# WHAT THE TASK REQUIRES
In the entries below, return only the line containing "Return one point per instance of the door" and those after it, exactly, through the last line.

# INFORMATION
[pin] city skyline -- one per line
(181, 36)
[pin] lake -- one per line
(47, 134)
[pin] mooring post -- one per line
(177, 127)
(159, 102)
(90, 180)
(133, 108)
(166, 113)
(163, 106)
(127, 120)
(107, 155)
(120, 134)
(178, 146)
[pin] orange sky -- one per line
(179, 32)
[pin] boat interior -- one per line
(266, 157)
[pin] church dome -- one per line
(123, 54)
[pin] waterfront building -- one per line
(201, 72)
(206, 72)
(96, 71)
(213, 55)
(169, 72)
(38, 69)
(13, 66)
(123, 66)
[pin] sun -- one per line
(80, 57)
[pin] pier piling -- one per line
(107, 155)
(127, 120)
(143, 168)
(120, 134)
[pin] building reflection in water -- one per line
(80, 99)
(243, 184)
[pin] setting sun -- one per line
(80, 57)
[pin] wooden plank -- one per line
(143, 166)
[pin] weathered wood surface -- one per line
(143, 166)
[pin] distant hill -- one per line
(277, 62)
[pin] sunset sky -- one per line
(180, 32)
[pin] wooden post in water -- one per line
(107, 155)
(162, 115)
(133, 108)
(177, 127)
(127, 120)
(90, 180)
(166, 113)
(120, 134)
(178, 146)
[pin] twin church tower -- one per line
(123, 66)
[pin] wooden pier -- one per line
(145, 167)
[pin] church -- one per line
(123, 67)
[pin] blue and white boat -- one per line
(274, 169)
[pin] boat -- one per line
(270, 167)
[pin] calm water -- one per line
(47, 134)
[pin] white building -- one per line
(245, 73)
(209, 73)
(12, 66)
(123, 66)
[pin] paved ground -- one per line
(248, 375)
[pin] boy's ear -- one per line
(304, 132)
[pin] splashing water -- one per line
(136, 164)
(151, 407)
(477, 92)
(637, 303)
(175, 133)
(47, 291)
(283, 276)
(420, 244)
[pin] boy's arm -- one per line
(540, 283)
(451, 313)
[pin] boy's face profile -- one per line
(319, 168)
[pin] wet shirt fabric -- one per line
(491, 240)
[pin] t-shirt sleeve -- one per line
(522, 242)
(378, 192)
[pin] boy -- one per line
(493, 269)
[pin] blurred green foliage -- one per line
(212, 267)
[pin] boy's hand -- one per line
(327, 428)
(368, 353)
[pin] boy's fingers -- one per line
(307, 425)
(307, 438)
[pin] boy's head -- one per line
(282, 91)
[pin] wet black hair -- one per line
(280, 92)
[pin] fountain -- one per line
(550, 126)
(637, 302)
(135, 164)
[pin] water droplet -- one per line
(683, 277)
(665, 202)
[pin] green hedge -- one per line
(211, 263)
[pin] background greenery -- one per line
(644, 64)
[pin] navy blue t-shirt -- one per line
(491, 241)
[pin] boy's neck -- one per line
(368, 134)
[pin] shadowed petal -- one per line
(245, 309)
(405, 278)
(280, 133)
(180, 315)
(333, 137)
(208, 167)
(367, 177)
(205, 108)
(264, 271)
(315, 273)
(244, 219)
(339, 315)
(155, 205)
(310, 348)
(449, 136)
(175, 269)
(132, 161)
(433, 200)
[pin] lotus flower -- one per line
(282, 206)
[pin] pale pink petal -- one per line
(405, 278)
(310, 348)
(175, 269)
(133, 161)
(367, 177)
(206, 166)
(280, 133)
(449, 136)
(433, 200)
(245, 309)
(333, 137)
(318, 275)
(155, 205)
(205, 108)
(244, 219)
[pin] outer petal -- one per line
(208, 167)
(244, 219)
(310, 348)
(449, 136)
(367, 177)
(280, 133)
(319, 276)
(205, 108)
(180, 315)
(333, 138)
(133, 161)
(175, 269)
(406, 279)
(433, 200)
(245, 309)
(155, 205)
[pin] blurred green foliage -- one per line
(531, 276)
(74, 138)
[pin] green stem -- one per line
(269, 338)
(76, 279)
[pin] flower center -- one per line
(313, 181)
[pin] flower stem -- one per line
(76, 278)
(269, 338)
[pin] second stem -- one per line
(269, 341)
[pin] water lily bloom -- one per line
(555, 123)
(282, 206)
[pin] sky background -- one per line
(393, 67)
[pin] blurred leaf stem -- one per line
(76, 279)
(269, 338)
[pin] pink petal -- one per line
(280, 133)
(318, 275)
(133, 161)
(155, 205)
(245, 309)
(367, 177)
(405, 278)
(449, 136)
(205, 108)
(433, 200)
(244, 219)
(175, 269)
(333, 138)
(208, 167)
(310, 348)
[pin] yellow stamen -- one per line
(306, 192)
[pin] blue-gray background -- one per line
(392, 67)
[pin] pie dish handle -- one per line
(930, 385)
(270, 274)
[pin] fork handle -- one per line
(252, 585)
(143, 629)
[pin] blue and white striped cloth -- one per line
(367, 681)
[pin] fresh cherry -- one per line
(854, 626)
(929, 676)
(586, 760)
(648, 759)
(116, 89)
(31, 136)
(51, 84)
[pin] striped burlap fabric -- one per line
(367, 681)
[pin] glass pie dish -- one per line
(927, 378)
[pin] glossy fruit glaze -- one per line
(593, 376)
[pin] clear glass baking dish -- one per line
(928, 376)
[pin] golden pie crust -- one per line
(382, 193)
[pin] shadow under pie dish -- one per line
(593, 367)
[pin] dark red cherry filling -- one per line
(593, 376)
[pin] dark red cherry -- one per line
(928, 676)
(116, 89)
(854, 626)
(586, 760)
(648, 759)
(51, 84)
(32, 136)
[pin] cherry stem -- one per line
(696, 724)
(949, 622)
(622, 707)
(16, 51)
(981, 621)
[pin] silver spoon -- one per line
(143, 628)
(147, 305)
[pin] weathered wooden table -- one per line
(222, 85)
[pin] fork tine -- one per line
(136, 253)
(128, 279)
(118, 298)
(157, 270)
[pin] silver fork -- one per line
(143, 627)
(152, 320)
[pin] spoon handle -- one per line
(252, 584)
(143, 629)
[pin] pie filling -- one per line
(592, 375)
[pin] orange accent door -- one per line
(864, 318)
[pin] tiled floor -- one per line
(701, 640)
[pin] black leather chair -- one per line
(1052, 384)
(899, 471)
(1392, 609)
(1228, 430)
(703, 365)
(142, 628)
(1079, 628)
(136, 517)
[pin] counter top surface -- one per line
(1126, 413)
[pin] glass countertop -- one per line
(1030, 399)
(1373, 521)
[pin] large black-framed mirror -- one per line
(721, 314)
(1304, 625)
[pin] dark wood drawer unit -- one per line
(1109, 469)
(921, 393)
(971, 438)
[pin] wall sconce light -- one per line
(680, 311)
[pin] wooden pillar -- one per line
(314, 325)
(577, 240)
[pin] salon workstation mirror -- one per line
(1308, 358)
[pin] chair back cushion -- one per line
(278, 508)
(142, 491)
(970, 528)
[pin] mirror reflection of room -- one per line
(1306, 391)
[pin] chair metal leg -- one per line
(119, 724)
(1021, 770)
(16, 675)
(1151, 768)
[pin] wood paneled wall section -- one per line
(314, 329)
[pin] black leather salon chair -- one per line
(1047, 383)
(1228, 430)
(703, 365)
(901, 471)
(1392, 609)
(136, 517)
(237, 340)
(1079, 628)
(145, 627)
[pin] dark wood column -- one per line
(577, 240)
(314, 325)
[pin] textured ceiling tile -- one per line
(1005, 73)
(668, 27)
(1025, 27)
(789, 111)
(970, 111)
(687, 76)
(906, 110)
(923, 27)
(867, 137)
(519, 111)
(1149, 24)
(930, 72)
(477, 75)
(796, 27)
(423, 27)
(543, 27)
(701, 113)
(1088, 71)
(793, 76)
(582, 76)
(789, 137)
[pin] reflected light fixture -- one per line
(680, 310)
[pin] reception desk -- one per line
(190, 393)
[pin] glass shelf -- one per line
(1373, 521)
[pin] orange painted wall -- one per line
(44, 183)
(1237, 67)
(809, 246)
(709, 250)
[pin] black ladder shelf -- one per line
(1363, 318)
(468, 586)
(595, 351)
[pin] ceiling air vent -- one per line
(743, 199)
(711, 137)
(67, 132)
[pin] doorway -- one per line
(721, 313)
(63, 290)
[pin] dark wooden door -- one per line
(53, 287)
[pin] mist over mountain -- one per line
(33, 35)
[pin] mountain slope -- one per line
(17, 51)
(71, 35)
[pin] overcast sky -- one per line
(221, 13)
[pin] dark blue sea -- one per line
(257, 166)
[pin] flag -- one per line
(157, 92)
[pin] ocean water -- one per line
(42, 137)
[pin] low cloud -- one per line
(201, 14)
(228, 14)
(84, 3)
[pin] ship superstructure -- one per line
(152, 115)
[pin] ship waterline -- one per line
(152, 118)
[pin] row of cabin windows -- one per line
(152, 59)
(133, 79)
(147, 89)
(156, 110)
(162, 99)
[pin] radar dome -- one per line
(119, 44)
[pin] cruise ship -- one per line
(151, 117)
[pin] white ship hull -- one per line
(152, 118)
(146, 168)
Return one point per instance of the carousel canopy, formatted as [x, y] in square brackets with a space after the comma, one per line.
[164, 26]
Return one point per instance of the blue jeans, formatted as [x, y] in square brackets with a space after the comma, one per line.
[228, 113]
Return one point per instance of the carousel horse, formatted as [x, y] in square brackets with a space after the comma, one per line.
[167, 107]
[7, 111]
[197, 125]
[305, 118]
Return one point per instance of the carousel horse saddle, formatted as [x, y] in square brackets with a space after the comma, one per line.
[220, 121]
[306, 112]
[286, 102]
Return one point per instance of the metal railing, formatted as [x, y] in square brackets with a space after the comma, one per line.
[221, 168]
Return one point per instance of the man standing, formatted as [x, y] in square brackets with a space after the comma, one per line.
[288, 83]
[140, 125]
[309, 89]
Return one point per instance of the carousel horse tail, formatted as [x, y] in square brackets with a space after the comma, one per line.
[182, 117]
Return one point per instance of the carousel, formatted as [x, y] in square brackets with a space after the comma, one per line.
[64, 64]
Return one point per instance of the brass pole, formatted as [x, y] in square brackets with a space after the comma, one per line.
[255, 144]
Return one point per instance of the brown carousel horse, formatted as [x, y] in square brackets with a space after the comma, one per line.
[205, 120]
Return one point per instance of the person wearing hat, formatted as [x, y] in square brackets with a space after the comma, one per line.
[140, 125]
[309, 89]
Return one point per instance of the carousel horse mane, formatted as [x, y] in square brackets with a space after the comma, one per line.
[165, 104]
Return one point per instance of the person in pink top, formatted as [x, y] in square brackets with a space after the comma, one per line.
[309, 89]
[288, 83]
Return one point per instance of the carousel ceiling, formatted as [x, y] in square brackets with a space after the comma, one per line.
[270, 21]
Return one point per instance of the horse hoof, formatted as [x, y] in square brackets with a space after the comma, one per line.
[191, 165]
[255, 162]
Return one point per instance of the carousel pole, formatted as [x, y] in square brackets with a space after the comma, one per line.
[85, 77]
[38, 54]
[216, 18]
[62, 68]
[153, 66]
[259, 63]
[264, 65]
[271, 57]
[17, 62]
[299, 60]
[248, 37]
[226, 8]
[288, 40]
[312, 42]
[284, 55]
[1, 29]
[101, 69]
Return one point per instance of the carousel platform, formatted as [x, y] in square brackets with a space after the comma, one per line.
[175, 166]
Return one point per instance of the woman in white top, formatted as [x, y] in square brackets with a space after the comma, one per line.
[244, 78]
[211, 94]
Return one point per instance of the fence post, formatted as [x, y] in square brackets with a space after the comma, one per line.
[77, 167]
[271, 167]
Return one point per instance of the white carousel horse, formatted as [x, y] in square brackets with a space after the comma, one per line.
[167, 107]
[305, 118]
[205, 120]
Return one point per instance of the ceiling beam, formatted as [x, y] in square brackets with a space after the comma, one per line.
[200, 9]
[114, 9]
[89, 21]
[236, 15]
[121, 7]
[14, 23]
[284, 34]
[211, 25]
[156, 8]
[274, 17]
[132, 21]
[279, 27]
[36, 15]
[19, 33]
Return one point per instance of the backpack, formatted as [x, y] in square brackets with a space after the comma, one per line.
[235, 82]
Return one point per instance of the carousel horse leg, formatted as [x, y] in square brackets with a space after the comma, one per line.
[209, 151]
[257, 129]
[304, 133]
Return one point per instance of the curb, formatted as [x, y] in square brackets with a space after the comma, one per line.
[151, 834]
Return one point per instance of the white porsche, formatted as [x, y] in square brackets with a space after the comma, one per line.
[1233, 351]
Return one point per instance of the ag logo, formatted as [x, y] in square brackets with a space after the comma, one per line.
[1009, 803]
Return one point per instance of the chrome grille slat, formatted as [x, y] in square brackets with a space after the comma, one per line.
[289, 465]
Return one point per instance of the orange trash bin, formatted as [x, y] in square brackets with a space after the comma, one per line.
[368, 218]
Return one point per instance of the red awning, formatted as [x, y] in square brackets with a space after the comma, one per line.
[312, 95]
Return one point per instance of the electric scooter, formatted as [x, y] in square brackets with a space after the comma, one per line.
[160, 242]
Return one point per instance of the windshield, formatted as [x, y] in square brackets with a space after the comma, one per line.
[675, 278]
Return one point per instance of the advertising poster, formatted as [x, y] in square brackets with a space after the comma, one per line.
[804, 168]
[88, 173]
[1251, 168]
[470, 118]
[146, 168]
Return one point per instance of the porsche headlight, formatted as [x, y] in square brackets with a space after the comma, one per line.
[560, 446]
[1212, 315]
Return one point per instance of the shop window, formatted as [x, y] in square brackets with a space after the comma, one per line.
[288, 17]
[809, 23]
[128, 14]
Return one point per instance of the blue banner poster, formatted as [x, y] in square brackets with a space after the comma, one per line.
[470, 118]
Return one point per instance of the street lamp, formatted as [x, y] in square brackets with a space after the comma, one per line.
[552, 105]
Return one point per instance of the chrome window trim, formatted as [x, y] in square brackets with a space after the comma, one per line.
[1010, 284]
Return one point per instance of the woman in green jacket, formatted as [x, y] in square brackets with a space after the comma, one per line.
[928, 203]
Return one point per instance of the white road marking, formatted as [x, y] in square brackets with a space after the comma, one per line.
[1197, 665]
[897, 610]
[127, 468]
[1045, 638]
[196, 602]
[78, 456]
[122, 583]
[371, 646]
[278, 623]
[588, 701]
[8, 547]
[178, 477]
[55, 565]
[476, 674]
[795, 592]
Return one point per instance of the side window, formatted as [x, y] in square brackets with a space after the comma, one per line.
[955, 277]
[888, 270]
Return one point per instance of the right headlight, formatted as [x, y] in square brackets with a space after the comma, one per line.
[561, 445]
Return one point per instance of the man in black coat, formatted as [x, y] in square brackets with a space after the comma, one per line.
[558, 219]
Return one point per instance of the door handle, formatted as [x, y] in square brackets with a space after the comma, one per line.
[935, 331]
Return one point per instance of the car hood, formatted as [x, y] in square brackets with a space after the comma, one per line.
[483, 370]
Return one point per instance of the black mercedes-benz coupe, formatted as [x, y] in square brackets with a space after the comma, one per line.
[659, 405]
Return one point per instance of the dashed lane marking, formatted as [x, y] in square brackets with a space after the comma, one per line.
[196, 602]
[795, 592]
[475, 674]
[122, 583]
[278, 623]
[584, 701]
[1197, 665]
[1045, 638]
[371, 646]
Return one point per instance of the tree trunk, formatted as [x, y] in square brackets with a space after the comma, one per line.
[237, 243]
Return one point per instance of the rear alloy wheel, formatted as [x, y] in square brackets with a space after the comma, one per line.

# REPLY TO THE TASK
Return one point per instance of the door handle, formatted as [x, y] in square brackets with a space after the comma, one per line.
[935, 331]
Return one point per instance of the car hood, formatted as [x, y] in square brackets with a space after the comma, one per line.
[483, 370]
Return one point per instance of the black mercedes-benz coupe, formatted as [x, y] in square brackets with a space after the comma, one per line.
[659, 405]
Return one point per instance of the dashed lane marking, formatted as [x, y] in square brackets with a space after the comma, one per line.
[196, 602]
[795, 592]
[475, 674]
[122, 583]
[278, 623]
[584, 701]
[1197, 665]
[1045, 638]
[371, 646]
Return one point per instance of the tree trunk, formatted as [x, y] in square brackets with a space after the comma, one per line.
[237, 243]
Return one point per instance of the rear alloy wheel, formatted as [x, y] in square brackets with a space after the comma, one per line.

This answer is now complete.